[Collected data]
---
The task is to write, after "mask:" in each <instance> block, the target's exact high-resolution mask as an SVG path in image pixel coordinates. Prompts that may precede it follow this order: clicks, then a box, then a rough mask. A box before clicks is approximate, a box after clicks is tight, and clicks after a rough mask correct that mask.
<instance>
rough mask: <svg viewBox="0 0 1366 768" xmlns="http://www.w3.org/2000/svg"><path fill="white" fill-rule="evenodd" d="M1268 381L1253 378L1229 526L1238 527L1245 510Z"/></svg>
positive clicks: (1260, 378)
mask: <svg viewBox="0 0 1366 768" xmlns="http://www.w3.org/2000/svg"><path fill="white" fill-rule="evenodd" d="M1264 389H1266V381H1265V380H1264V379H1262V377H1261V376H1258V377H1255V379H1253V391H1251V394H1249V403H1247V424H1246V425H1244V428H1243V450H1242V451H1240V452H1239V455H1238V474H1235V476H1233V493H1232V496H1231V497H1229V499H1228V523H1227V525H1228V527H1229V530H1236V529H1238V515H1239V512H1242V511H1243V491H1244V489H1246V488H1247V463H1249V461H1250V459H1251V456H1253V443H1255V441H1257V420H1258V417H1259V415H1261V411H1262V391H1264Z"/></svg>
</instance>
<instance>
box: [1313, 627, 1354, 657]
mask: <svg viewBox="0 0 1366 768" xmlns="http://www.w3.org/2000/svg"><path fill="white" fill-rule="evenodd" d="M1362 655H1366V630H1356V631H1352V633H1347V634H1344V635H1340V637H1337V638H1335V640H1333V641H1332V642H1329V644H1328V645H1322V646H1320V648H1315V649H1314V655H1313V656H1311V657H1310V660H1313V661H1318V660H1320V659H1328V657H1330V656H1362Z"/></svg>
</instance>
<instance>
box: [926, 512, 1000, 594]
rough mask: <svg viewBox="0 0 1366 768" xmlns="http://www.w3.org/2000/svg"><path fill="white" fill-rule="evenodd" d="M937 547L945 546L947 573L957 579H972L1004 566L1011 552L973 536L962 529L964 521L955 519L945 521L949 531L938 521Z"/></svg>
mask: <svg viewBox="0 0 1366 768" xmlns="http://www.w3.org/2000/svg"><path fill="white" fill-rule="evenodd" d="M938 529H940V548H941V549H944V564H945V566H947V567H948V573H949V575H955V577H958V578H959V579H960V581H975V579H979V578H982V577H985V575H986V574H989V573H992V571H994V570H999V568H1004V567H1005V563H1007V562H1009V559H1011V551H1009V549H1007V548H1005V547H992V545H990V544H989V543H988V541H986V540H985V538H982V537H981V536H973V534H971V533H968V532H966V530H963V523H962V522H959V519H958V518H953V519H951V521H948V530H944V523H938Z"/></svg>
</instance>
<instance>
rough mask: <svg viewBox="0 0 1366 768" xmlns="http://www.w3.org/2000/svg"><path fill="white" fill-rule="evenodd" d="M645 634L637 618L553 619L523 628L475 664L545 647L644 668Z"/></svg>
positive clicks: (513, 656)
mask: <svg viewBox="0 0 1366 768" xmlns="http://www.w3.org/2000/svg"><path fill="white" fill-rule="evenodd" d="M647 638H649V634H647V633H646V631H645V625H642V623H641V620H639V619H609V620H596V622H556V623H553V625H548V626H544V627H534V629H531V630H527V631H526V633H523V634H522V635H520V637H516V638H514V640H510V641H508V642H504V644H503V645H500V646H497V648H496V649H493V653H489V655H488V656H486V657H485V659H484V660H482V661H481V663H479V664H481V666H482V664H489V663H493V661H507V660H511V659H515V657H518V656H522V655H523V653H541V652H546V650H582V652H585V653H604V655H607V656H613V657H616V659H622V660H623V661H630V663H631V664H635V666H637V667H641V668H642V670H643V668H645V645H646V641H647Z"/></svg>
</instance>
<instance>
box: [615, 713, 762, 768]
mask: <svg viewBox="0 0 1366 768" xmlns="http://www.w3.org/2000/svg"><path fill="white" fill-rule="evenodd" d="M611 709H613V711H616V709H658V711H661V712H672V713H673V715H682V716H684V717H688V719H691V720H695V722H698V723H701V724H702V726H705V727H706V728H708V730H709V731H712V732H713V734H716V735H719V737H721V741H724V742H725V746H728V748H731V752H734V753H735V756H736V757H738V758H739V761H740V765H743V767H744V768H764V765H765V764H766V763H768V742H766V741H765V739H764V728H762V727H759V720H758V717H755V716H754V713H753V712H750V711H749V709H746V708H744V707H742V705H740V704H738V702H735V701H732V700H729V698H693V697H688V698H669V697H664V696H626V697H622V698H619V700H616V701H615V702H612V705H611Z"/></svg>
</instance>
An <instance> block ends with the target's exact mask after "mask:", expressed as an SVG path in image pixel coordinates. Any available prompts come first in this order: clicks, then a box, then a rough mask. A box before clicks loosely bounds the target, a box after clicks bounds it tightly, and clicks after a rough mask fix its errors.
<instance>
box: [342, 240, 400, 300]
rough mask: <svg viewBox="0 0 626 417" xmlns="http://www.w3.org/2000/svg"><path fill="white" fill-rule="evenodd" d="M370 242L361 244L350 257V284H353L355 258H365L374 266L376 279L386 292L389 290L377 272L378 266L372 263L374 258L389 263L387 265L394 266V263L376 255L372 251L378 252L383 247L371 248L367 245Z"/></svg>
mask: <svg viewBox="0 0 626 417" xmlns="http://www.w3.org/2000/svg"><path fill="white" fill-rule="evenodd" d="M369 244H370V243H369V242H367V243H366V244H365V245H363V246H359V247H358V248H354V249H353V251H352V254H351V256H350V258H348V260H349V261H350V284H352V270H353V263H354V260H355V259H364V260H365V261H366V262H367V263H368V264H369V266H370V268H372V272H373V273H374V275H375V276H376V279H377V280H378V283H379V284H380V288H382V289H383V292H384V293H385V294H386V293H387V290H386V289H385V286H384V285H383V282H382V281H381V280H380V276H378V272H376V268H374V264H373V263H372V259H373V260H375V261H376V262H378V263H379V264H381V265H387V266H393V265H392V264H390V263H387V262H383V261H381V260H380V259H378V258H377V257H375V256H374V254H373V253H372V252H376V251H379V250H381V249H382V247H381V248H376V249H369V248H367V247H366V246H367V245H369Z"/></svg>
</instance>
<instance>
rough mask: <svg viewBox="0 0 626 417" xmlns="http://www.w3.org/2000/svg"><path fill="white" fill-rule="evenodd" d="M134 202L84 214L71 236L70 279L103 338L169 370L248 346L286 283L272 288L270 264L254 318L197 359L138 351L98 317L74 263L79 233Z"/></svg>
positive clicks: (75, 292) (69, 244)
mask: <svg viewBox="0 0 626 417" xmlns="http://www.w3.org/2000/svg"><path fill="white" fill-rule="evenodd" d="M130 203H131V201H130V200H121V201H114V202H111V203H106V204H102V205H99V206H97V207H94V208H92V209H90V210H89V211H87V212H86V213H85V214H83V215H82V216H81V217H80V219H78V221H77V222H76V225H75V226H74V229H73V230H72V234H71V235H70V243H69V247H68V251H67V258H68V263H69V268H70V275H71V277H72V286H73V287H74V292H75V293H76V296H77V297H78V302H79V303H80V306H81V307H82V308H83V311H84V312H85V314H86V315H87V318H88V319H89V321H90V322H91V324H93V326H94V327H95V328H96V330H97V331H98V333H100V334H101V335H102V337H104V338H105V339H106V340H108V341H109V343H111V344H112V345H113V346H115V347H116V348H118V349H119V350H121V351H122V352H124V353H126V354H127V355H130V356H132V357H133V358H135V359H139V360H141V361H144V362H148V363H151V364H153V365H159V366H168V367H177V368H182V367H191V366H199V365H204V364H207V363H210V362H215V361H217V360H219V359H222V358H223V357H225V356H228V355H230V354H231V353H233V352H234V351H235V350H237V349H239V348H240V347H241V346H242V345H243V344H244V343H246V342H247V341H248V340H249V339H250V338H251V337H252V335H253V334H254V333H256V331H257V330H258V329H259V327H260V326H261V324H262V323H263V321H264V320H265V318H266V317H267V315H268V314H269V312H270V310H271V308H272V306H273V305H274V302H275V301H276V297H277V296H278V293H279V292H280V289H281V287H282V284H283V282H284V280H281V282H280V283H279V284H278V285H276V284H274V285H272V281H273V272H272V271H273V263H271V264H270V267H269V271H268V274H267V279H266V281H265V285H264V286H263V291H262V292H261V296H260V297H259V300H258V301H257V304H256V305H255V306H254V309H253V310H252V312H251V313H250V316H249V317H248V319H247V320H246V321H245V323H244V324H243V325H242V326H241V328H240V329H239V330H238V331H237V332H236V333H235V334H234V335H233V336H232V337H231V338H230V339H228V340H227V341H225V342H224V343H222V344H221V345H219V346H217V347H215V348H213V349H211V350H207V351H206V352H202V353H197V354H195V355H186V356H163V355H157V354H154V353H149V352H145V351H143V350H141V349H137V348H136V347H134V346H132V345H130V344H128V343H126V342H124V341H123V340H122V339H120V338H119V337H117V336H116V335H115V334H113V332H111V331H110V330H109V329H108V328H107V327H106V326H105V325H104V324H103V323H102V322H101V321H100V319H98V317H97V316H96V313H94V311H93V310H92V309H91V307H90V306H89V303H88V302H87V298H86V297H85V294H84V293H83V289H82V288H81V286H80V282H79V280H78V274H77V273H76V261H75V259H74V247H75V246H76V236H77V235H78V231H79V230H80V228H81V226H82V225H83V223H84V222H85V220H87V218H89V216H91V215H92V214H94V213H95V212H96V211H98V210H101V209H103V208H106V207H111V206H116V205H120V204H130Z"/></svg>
---
WORK TASK:
Up to and including the line with "381L1253 378L1229 526L1238", restate the records above word for word from the very first line.

SOLUTION BELOW:
The task is to write, after "mask:" in each <instance> block, the target's exact high-resolution mask as an SVG path in image pixel coordinates. Prompts that may precede it follow this order: clicks, then a box, then a rough mask. A box before clicks is approximate, a box after clicks is tight, and clicks after a rough mask correct that mask.
<instance>
rough mask: <svg viewBox="0 0 1366 768" xmlns="http://www.w3.org/2000/svg"><path fill="white" fill-rule="evenodd" d="M1268 381L1253 378L1229 526L1238 527L1245 510Z"/></svg>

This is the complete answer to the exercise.